**TASK:**
In the study summary on aggressive periodontitis below, how often will clinical measurements and sampling be performed?

**SOURCE PASSAGE:**
------------------------------------------------------------------------
Localized aggressive periodontitis (LAP) affects 70,000 US children, largely from underserved communities. If untreated social and psychological stigma resulting from tooth loss can occur. This study is designed to identify early markers of aggressive periodontitis (eMAPs). Risk markers that include Aggregatibacter actinomycetemcomitans (Aa), other microbes, and host response elements will be examined over time. Adolescents will be screened to select a balanced cohort of 250 Aa-positive and 250 Aa-negative periodontally healthy students who will be enrolled and followed for 2 years. The purpose of this study is to detect microbial and host biomarkers that precede clinical evidence of bone loss (BL) with the aim of developing a chair-side diagnostic system for rapid identification of susceptible subjects. Thus far, we have developed a test that permits immediate chair-side identification of subjects with Aa, and a test for chemokines related to BL. However, our data indicates that Aa alone is not sufficient for diagnosis, and macrophage inflammatory protein 1-alpha (MIP-1?) while novel and related to BL can be improved upon by finding markers that identify earlier events. Clinical measurements and sampling of buccal epithelial cells (BECs), saliva, plaque, and crevice fluid will be performed every 3 months. Stored samples will be analyzed prospectively to assess host and microbial biomarkers (salivary, crevicular and microbial elements) that predate BL (Aa and MIP-1a) and predict bone loss in a subject (AIM 1a) and at a site (AIM 1b), and then to retrospectively determine new biomarkers that predate BL when a subject (AIM 2a) and a site develops radiographic signs of BL (AIM 2b).
AIM 1 a assesses whether Aa on buccal cells in combination with salivary MIP-1?, an osteoclast promoter, can serve as predictive diagnostic markers for individuals who will develop LAP.
AIM 1 b assesses levels of: 1) the proposed antagonists (a consortium of subgingival bacteria including Aa, S. parasanguinis and F. alocis), and 2) host response element (crevicular MIP-1?) as predictive markers of time-dependent risk for BL at a tooth sites within 6-9 months.
------------------------------------------------------------------------
**MATERIAL SUPPLIED:**

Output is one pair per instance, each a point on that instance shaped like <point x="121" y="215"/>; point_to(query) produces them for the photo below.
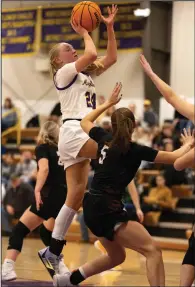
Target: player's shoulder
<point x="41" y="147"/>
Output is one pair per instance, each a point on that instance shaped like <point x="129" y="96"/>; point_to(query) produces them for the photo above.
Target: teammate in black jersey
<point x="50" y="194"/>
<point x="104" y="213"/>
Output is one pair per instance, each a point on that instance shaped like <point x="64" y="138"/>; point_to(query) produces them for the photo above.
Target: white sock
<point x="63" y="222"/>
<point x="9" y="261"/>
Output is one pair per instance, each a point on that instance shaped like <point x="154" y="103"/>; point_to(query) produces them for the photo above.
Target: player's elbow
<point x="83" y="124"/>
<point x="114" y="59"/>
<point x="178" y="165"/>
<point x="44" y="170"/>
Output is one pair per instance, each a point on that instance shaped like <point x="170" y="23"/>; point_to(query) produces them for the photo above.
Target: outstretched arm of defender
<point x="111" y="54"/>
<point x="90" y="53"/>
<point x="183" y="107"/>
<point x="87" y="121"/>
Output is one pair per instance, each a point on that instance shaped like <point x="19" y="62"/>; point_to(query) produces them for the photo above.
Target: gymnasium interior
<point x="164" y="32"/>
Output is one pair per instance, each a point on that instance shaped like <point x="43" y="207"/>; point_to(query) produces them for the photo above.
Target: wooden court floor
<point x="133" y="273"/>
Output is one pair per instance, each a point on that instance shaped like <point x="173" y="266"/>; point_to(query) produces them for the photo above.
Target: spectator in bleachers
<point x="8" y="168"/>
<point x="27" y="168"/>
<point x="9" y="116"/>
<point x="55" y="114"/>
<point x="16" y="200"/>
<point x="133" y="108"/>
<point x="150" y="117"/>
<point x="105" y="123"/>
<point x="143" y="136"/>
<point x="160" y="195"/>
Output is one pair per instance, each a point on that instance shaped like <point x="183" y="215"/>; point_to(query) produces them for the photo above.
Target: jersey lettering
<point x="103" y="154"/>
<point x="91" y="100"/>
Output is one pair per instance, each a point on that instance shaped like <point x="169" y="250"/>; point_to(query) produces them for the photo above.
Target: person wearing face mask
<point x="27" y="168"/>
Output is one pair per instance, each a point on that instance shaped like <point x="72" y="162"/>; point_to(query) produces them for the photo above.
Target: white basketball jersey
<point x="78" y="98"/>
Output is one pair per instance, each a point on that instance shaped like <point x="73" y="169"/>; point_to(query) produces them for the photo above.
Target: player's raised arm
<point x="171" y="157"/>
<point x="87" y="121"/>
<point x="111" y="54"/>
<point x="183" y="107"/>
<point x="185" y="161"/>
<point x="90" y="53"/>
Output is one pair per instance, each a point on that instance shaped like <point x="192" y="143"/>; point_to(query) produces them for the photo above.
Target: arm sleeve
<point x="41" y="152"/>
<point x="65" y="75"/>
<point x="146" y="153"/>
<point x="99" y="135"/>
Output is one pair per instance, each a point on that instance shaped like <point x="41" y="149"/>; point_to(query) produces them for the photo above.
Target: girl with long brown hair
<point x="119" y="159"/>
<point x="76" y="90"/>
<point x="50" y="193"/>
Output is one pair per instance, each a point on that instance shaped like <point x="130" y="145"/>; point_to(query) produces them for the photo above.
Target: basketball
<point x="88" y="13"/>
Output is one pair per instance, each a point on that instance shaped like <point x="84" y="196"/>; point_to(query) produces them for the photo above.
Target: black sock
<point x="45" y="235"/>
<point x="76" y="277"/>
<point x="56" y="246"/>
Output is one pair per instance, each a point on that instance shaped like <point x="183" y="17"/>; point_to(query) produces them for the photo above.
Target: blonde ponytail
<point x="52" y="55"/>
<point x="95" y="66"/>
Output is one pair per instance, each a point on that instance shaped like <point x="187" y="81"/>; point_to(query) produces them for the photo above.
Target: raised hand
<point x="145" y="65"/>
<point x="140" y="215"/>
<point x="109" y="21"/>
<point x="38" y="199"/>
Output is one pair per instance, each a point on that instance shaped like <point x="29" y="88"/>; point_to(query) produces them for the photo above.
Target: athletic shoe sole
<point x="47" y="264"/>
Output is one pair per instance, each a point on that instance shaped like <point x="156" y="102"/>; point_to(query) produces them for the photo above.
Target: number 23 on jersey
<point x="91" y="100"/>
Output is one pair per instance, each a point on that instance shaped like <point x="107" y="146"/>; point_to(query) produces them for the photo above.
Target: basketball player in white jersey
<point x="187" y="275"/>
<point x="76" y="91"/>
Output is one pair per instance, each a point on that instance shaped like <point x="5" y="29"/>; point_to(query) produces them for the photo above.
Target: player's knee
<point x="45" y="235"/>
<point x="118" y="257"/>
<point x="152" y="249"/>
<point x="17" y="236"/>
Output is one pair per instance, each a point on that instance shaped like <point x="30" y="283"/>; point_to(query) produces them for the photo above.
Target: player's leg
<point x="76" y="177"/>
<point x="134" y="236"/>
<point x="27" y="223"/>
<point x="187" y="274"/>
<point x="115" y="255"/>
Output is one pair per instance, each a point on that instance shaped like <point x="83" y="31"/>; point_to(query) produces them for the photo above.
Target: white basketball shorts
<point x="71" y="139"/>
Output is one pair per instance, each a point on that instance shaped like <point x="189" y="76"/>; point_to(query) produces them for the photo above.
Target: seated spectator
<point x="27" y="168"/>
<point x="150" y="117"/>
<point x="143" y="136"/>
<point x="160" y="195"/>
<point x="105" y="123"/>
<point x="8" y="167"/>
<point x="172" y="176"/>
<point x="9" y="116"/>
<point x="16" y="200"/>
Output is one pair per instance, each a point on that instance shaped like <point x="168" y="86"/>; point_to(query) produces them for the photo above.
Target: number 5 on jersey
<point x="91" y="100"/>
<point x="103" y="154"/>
------------------------------------------------------------------------
**RESPONSE TO THE EXERCISE:**
Every 3 months.